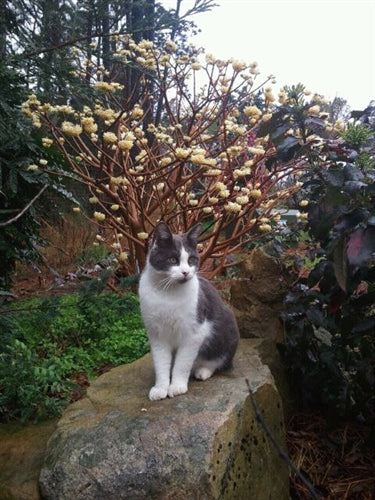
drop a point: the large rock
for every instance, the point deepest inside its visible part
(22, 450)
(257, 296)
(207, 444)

· · ·

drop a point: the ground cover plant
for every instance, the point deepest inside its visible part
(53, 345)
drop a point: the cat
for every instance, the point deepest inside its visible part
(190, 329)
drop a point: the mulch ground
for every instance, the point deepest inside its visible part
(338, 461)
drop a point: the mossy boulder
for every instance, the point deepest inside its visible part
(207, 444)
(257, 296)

· · ·

Pull out every line above that contains the string "ground", and treat capital and small letters as different.

### Answer below
drop a point: the ground cover plant
drop a point: the mulch ground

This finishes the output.